# [What this exercise asks]
a. Render into Spanish the following sentence from the fluorcanasite article: "Hackly fracture only occurs on the b axis; on a and c axis, the fracture is stepped."
b. Extend the fluorcanasite article, picking up immediately after its final sentence.

# [Document excerpt]
________________________

Fluorcanasite is a rare calcium, potassium and sodium fluoride silicate mineral. It was discovered in 2003, in the Kirovsk mine's dumps in Russia, and was approved by the IMA in 2007. The name fluorcanasite is a portmanteau, and was made by blending fluorine, a chemical element that can be found in the mineral, and canasite, as the mineral is close to canasite in several ways: it is an analogue of said mineral and a member of the canasite group. Fluorcanasite is also close to frankamenite.

== Properties ==
It is the triclinic analogue of canasite, and a member of the canasite group. It grows into prismatic crystals that can reach up to 2 mm in size, extending along [010]. It is pleochroic, meaning that the color of the mineral seems to change depending on the axis it is viewed at. It is coloured amber, purple and lilac respectively along the α, β and γ optical axes. Parting is parallel to {001}. Hackly fracture only occurs on the b axis; on a and c axis, the fracture is stepped.

________________________

# [Photo-based point labeling data]
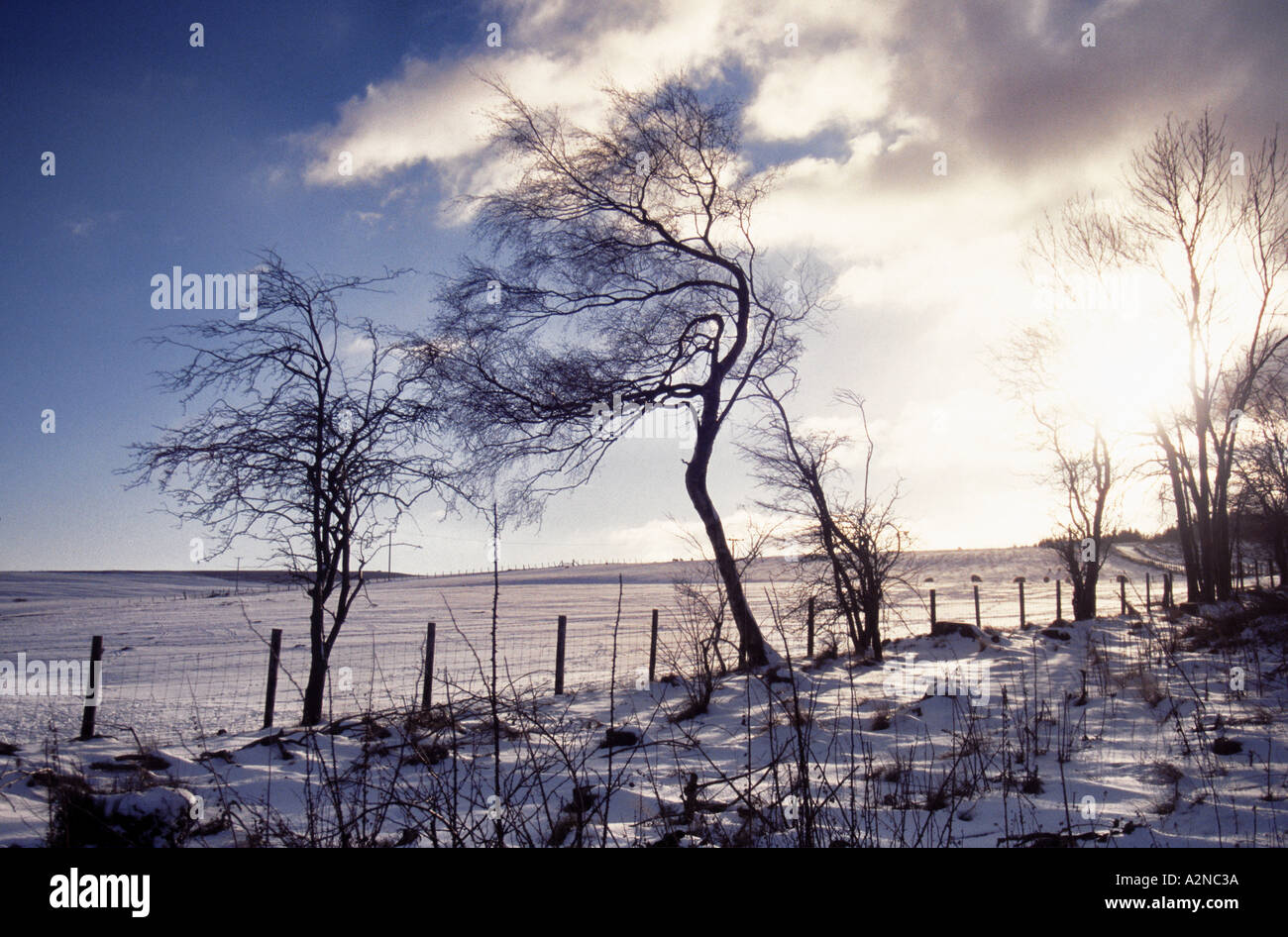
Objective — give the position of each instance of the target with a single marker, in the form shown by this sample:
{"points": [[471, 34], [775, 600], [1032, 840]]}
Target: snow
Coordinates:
{"points": [[1109, 733]]}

________________________

# [Answers to the exercise]
a. La fractura ganchuda solo se presenta en el eje b; en los ejes a y c, la fractura es escalonada.

b.
It consists mostly of oxygen (38.22%), silicon (25.97%) and calcium (15.44%), but also contains potassium (9.04%), fluorine (5.86%) and sodium (5.31%). Its potassium content results in a barely detectable radioactivity level of 129.46 Gamma Ray American Petroleum Institute (GRapi) units and a concentration per GRapi unit of 0.77%.

== Occurrences and localities ==
Fluorcanasite is a type locality at Mount Kukisvumchorr, Russia. It is associated with pectolite, microcline, nepheline, villiaumite, shcherbakovite, rasvumite, lamprophyllite, mosandrite, molybdenite and aegirine.